__Document passage__:
--------------------------------------------------
By far the most common fossil, based on the number of times it occurs in collections, is the snail Turritella, which is not only found almost everywhere since the Cretaceous, but is often quite abundant within each collection. But what I am going to argue here is that by whatever criteria one wants to use to measure commonness, Turritella is far outstripped by something called Chondrites. What is Chondrites? It is not a type of meteorite, although the spelling is identical. Instead, Chondrites is a trace fossil (aka ichnofossil), the class of remains that includes tracks, trails, burrow, borings, and everything else where the activity of an organism has left some sort of mark behind. Shells, teeth, bones, etc. are, in contrast, known as body fossils. Probably the most familiar trace fossils are the numerous tracks of dinosaurs which, like all trace fossils, give valuable clues to their maker’s behavior. Overall, however, compared to body fossils, trace fossils are unfortunately overlooked when we discuss the history of life.
--------------------------------------------------
__Set exercise 1__: List every kind of remain that the passage on trace fossils names as belonging to the trace fossil class.
--------------------------------------------------
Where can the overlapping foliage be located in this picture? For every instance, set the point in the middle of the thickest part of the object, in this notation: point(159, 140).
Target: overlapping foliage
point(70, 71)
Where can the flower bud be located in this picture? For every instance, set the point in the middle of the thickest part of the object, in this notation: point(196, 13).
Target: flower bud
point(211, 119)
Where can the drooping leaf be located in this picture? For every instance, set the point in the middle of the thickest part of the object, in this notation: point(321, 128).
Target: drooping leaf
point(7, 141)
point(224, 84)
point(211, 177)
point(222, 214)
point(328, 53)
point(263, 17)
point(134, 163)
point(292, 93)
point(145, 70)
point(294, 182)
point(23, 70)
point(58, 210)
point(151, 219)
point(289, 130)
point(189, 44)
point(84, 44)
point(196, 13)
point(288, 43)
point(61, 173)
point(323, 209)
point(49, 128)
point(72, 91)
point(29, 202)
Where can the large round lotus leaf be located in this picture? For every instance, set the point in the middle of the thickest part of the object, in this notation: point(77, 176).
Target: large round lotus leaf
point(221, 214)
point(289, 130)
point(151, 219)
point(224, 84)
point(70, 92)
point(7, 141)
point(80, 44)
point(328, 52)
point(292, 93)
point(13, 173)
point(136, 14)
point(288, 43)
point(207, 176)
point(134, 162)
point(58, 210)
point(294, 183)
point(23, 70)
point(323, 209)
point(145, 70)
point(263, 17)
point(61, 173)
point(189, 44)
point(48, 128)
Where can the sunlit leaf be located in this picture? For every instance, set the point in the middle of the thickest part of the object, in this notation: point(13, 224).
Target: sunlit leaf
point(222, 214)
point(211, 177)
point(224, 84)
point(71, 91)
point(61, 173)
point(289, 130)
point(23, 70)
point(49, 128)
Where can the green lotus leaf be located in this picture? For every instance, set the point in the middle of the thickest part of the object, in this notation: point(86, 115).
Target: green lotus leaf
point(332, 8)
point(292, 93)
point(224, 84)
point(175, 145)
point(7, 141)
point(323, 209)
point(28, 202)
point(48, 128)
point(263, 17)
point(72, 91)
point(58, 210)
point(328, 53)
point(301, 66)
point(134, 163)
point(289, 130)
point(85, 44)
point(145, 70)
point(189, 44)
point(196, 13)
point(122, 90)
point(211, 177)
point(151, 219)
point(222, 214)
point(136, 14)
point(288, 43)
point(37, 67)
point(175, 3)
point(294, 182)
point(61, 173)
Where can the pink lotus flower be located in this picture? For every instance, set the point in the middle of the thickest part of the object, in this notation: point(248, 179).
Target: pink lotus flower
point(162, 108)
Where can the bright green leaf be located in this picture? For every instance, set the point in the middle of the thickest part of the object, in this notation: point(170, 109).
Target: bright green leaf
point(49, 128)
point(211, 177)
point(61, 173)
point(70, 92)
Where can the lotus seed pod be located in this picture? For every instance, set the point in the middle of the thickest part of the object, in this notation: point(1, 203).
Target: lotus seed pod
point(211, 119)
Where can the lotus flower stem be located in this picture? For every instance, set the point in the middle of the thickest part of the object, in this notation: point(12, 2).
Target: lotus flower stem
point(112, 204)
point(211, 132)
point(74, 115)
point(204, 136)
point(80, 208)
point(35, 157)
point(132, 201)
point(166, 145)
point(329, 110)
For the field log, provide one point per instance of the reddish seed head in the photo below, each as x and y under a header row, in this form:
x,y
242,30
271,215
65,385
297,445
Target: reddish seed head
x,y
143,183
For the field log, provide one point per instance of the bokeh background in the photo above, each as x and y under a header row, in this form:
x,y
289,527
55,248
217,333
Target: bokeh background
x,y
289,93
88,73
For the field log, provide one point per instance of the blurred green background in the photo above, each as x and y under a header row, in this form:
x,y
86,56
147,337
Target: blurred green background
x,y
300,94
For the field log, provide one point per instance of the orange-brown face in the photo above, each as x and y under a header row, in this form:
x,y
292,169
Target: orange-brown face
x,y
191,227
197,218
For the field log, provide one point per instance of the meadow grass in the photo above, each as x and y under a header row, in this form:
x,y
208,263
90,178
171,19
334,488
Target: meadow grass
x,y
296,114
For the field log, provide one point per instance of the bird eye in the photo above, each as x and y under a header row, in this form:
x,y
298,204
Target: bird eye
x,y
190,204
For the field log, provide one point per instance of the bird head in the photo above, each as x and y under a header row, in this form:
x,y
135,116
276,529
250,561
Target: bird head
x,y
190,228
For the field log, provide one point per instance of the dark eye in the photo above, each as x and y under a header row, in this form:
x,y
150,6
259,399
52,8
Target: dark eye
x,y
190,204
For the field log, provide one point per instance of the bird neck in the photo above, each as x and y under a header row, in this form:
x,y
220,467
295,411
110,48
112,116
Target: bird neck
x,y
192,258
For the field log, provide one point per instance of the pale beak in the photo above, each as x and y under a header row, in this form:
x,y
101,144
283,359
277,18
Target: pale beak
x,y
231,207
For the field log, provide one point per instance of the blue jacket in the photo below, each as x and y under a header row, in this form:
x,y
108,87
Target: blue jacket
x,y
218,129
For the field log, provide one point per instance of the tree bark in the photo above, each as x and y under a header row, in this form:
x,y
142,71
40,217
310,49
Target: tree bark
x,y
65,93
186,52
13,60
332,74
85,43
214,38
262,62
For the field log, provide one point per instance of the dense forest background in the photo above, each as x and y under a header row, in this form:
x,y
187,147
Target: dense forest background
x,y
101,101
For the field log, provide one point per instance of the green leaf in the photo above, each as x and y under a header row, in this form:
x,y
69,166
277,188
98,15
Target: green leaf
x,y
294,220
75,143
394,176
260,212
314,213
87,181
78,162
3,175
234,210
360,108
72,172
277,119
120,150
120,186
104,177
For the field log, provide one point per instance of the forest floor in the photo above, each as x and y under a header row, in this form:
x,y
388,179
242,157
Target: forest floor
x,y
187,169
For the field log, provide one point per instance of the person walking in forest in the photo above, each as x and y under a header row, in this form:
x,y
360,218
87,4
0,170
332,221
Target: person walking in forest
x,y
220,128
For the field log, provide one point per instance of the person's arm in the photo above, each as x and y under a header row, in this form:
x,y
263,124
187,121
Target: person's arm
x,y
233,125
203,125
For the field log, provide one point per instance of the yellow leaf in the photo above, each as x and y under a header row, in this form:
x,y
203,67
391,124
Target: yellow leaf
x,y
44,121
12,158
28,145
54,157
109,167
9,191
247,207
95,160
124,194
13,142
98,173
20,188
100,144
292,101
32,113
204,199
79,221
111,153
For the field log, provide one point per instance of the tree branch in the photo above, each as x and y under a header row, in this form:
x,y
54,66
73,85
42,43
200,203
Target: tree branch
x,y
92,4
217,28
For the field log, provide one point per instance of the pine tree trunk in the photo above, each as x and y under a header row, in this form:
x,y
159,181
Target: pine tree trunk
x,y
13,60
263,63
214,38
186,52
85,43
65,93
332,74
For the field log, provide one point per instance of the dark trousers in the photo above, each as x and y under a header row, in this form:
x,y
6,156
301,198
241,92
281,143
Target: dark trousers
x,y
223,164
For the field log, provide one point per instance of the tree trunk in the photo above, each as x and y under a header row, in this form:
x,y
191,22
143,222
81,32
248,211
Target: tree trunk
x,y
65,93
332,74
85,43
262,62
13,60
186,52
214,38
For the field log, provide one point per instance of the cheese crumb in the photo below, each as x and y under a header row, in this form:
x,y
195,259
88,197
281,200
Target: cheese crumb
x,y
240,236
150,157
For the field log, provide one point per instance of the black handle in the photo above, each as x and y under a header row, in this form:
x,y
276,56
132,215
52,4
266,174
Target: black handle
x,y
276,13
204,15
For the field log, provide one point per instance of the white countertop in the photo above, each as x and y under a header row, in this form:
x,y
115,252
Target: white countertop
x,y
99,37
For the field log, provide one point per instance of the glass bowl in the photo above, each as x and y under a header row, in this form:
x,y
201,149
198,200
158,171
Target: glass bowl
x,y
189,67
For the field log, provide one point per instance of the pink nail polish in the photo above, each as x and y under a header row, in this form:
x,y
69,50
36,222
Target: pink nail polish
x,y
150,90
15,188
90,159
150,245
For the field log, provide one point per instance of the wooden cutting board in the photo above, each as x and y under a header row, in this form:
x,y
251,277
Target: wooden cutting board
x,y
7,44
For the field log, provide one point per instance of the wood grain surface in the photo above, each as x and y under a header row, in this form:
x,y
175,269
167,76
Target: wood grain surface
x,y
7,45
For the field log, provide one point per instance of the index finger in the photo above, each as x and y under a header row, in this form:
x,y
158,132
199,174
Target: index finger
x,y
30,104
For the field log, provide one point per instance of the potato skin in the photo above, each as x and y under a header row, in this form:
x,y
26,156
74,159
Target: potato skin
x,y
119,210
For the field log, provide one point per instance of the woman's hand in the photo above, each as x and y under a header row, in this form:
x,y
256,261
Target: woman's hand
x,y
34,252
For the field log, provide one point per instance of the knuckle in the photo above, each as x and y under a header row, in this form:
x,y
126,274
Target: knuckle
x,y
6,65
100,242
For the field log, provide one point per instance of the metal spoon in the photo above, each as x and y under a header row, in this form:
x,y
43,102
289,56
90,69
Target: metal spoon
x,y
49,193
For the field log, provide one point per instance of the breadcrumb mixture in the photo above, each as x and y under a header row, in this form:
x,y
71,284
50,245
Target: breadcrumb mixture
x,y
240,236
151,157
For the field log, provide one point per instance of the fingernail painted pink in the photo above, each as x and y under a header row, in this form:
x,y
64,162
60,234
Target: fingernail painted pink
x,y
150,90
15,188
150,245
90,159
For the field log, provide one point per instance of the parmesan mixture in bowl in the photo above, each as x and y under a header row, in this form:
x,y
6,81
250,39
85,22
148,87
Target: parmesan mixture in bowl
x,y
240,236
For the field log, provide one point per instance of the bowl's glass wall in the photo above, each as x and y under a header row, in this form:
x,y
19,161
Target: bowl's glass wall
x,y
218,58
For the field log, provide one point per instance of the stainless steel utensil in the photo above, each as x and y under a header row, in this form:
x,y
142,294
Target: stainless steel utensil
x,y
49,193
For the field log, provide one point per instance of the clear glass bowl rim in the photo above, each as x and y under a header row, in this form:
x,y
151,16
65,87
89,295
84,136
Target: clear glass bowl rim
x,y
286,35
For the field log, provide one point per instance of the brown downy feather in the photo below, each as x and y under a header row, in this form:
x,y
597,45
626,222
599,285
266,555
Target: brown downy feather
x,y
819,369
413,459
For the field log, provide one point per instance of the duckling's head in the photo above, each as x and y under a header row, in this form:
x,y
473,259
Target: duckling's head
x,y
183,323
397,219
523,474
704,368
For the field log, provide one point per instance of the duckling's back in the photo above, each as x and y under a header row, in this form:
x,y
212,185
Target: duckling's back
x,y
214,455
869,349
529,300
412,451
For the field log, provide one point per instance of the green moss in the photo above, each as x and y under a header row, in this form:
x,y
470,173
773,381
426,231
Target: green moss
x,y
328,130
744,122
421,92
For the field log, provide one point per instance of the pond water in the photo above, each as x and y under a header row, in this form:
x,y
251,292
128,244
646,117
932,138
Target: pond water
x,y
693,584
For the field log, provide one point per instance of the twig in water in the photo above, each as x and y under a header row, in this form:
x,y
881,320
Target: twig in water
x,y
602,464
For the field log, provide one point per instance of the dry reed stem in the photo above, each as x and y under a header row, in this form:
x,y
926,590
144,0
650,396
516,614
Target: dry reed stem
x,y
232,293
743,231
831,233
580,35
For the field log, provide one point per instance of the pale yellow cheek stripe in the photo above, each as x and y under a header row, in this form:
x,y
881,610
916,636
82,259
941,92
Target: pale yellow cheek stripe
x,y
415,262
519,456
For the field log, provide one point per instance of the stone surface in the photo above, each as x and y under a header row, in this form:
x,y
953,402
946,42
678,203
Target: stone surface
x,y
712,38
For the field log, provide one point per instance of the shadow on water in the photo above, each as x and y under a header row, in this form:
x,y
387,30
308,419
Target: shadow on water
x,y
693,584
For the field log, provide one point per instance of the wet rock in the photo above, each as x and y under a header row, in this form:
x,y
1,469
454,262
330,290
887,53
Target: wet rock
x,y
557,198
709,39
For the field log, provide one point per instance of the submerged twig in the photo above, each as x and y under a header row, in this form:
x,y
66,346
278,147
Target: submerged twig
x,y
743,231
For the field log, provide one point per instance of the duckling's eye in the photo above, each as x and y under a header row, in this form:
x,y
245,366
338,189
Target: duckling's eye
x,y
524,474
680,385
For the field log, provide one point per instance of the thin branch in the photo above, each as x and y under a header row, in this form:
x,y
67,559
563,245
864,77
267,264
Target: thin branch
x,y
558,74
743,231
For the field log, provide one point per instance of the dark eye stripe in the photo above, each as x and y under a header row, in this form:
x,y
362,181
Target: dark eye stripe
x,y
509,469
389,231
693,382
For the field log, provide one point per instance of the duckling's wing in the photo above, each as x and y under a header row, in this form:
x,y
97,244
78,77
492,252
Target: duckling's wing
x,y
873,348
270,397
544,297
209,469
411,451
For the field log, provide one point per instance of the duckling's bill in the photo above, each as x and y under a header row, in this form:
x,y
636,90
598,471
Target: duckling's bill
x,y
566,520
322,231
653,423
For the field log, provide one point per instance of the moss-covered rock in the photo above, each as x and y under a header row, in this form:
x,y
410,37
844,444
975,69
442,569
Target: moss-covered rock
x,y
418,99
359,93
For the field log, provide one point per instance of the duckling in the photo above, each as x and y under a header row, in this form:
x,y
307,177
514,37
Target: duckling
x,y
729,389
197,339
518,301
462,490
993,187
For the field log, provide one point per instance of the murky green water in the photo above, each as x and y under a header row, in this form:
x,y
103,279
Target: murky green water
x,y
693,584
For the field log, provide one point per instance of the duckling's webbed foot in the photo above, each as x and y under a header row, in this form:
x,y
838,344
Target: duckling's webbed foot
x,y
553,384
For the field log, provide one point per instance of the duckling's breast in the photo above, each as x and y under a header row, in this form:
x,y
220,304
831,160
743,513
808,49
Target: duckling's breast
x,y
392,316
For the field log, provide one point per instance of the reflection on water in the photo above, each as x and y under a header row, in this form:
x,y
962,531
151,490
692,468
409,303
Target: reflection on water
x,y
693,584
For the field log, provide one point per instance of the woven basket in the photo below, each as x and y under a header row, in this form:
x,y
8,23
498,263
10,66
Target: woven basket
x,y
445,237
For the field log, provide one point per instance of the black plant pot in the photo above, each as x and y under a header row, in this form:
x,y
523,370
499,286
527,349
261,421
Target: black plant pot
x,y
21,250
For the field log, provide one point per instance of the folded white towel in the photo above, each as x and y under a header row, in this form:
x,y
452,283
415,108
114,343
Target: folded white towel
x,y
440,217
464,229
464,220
--------------------------------------------------
__Set exercise 2__: Pick out each line in the rows that contains the string "cutting", matching case exactly.

__Result 1__: tracks, trails, burrow, borings

__Result 2__:
For the field log, provide one point per instance of the wooden cutting board in the photo above, each as x and y under a header row, in this form:
Target: wooden cutting board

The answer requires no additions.